| Directions for this task |
Below are the records; give again exactly the lines that run from the one with "Check that each instance of the rock" through the last line.

_____

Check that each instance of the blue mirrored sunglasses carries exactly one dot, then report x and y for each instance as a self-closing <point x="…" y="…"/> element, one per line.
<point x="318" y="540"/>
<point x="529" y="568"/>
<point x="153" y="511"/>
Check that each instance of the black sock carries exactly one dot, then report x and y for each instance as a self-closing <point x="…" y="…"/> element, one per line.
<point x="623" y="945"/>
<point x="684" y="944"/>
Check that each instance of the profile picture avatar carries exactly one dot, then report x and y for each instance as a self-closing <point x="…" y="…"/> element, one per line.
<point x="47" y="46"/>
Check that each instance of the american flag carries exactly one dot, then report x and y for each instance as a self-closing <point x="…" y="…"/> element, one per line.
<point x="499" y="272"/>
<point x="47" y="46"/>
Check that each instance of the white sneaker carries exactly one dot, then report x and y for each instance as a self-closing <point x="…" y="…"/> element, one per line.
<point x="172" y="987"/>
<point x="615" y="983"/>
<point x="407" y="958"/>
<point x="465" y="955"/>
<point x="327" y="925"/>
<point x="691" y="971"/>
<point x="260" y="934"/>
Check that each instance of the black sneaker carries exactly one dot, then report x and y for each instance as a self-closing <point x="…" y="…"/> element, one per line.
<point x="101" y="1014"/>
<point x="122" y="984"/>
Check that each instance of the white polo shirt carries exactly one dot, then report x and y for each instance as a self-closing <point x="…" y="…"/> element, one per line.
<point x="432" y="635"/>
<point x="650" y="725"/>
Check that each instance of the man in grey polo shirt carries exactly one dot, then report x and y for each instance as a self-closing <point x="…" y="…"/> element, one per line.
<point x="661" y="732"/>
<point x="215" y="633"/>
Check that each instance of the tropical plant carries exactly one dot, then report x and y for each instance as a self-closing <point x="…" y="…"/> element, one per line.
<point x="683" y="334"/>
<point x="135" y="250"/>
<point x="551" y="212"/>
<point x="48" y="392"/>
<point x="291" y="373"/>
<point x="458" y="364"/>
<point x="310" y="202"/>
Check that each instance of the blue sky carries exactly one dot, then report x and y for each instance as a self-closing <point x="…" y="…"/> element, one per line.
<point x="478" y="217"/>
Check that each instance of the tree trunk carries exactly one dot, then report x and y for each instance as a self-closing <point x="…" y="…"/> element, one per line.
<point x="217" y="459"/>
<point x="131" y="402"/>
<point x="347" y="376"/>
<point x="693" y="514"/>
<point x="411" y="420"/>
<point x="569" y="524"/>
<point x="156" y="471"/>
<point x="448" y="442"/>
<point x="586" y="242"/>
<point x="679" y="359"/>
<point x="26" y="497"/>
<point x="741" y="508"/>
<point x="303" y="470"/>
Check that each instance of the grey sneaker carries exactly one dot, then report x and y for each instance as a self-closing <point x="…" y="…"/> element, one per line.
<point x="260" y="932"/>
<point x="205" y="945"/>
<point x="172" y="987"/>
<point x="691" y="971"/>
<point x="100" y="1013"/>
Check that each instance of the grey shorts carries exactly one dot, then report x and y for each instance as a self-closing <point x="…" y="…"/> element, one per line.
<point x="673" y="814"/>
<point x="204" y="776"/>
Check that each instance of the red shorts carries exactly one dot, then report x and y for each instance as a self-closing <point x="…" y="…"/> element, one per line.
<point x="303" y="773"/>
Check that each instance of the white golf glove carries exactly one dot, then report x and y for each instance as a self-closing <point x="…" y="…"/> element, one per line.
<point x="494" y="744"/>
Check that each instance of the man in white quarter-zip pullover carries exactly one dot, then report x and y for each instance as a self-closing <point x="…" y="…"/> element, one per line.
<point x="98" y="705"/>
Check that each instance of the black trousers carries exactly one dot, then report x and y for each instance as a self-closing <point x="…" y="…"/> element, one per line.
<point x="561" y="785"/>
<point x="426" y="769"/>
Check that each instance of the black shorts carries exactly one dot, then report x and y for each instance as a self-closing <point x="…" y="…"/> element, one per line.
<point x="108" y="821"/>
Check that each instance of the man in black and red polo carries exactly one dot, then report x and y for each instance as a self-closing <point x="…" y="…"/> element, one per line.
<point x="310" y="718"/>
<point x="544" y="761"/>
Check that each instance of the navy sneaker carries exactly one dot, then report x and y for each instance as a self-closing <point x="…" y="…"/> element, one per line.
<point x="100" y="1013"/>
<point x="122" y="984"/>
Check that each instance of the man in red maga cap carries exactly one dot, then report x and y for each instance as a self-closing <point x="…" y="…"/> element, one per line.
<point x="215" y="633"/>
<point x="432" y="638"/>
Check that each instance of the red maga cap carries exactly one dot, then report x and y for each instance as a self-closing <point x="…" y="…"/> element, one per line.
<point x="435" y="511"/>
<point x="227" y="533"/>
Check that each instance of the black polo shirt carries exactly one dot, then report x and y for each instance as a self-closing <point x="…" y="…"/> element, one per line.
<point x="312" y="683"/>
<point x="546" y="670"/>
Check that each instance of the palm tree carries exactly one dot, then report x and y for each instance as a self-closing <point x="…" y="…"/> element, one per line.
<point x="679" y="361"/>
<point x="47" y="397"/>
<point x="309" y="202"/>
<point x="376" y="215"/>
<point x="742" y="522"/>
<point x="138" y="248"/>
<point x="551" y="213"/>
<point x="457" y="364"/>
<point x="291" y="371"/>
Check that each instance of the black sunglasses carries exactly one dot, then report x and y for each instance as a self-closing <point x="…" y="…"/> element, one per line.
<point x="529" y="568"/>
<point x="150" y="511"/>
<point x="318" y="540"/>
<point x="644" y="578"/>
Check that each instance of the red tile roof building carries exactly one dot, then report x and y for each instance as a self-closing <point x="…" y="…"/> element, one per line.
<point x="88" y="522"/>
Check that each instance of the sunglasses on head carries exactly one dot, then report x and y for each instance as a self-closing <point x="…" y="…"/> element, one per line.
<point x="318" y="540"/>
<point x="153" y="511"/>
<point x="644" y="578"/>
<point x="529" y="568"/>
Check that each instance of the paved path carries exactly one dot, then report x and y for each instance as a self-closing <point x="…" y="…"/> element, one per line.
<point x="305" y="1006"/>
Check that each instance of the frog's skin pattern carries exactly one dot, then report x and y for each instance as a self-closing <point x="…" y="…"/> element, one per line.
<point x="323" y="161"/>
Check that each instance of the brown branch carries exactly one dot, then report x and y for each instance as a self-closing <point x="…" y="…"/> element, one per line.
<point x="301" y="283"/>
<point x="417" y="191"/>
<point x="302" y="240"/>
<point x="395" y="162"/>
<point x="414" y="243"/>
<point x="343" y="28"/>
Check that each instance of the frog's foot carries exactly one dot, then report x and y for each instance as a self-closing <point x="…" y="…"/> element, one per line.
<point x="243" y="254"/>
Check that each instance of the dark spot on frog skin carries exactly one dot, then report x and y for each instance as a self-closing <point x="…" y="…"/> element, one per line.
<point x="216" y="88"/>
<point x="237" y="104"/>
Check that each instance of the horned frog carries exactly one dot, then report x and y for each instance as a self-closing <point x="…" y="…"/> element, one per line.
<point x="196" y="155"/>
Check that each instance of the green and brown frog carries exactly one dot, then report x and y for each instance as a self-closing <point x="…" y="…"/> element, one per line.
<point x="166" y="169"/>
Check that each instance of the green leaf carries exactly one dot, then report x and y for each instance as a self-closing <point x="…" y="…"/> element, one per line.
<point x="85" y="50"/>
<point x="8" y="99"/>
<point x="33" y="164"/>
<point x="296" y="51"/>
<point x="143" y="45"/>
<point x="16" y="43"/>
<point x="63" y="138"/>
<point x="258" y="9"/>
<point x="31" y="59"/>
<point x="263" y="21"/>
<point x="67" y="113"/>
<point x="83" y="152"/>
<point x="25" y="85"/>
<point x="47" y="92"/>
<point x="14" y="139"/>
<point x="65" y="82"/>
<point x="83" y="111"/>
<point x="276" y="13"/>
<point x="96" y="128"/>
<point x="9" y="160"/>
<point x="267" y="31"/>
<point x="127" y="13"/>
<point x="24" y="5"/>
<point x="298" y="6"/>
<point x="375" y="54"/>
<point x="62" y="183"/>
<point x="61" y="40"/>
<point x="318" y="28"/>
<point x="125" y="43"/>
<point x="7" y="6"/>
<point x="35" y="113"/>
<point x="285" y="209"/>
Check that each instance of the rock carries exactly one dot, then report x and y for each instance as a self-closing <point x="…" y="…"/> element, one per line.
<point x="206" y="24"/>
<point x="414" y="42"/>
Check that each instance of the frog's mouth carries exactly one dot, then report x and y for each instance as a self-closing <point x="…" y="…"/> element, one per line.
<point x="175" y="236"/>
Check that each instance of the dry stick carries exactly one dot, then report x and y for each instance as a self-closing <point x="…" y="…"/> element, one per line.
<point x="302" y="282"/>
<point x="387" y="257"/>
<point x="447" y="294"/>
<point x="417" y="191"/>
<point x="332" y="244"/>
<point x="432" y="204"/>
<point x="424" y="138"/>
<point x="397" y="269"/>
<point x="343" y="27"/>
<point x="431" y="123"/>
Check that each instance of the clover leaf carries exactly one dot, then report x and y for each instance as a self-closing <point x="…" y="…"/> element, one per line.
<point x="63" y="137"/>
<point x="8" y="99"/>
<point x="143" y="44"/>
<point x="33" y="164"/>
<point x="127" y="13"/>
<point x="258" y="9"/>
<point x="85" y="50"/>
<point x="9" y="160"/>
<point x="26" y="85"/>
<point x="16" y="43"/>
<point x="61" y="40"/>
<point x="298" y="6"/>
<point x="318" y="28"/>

_____

| Problem solution |
Check that each instance of the rock carries exactly one dot, then report x and y for each instance as a self-closing <point x="…" y="…"/> element, one per line.
<point x="206" y="24"/>
<point x="414" y="42"/>
Check that each instance of the frog's mouth carries exactly one dot, then report x and y for each instance as a self-closing <point x="…" y="…"/> element, one per line.
<point x="175" y="236"/>
Check that each instance of the dry stick carries exactly one dot, then report x and y for each instance as a self-closing <point x="…" y="…"/> element, one per line.
<point x="302" y="282"/>
<point x="387" y="257"/>
<point x="447" y="294"/>
<point x="417" y="191"/>
<point x="332" y="244"/>
<point x="432" y="204"/>
<point x="424" y="138"/>
<point x="397" y="269"/>
<point x="343" y="27"/>
<point x="431" y="123"/>
Check that each instance of the clover leaf carries exactly one dot, then report x and y for each instance as a self-closing <point x="…" y="…"/> element, one per line.
<point x="63" y="137"/>
<point x="8" y="99"/>
<point x="143" y="44"/>
<point x="33" y="164"/>
<point x="127" y="13"/>
<point x="258" y="9"/>
<point x="85" y="50"/>
<point x="9" y="160"/>
<point x="26" y="85"/>
<point x="16" y="43"/>
<point x="61" y="40"/>
<point x="298" y="6"/>
<point x="318" y="28"/>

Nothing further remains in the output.